## [WHAT THE EXERCISE ASKS]
Which lines of the data below contain the string "foliage"? Show each of those lines in full.

'''

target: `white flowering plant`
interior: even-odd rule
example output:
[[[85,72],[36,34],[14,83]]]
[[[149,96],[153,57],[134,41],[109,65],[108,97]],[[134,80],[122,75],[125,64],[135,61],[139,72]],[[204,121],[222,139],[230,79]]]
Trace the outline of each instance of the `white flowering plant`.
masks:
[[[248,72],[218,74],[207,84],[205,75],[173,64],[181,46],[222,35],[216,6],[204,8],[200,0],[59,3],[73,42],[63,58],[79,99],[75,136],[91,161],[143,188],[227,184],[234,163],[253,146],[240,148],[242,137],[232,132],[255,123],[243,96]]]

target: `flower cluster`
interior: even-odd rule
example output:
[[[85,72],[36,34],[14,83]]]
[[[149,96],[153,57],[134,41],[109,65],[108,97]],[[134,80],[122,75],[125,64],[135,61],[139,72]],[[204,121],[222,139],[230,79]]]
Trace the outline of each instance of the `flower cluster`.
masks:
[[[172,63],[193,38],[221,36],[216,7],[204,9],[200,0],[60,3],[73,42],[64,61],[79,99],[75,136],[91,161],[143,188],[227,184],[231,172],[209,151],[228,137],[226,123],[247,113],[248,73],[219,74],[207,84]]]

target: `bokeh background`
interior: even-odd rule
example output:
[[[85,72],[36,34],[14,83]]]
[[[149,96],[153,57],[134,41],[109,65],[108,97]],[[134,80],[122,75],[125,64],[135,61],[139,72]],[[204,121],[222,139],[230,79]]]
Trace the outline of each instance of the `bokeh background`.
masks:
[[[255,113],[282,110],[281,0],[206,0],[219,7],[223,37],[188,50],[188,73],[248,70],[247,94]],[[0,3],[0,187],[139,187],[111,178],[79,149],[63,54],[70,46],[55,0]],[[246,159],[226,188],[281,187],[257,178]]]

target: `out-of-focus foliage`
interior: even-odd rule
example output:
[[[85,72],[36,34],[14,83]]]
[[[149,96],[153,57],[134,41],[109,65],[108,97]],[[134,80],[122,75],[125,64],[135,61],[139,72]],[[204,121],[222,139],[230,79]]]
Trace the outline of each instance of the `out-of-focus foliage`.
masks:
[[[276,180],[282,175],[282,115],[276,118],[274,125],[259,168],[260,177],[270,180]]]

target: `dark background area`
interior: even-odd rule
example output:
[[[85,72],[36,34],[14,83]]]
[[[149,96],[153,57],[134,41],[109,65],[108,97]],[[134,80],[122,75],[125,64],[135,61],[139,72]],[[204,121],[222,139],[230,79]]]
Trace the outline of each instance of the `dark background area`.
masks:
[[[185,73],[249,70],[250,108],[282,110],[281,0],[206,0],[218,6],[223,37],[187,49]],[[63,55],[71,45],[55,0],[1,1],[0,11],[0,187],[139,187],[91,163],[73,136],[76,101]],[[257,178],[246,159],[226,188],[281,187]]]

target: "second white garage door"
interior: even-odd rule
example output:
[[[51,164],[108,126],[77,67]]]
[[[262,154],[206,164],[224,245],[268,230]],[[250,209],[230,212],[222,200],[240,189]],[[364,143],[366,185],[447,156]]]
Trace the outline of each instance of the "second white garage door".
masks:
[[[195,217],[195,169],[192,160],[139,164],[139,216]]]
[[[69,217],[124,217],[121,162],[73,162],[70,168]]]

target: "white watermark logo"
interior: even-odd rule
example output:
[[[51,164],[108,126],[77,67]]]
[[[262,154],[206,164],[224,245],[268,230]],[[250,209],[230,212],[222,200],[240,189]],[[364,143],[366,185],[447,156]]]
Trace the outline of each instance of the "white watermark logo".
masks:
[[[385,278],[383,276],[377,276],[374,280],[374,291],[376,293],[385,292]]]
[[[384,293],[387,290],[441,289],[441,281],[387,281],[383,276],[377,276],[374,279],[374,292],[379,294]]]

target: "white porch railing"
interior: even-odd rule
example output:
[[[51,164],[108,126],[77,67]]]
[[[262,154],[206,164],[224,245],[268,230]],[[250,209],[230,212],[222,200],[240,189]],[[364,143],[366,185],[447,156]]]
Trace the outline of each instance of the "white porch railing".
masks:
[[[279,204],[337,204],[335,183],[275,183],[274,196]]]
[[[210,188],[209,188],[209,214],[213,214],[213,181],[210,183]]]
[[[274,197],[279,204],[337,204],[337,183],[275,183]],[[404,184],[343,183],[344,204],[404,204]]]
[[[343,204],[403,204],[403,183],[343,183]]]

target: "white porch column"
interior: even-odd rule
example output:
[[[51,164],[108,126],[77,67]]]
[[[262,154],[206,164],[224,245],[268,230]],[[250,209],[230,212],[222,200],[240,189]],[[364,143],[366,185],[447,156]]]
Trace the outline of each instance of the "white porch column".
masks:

'''

## [WRITTEN ANSWER]
target: `out-of-focus foliage`
Trace the outline of each instance of the `out-of-focus foliage`.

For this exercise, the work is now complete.